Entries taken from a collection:

○ ○ ○ ○

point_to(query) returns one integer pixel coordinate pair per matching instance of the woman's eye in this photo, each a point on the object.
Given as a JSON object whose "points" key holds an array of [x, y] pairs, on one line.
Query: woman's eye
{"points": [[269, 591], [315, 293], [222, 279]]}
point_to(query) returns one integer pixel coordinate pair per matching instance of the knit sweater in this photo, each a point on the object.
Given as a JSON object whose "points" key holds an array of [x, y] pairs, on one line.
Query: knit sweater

○ ○ ○ ○

> GOAL: Write out the material above again in full, shifting every x and y pixel coordinate in its answers up by 16.

> SOLVED EXERCISE:
point_to(query) returns one integer pixel coordinate pair per matching instance of the woman's eye in this photo, each a point on the object.
Given as a JSON object whose "points" key holds an array of [x, y] pairs, on one line.
Query: woman's eye
{"points": [[285, 607], [331, 309], [238, 295]]}
point_to(query) returns one integer pixel coordinate pair per matching instance of the knit sweater in this photo, each a point on the object.
Given as a JSON object whose "points" key holds an array of [x, y] pairs, on one line.
Query: knit sweater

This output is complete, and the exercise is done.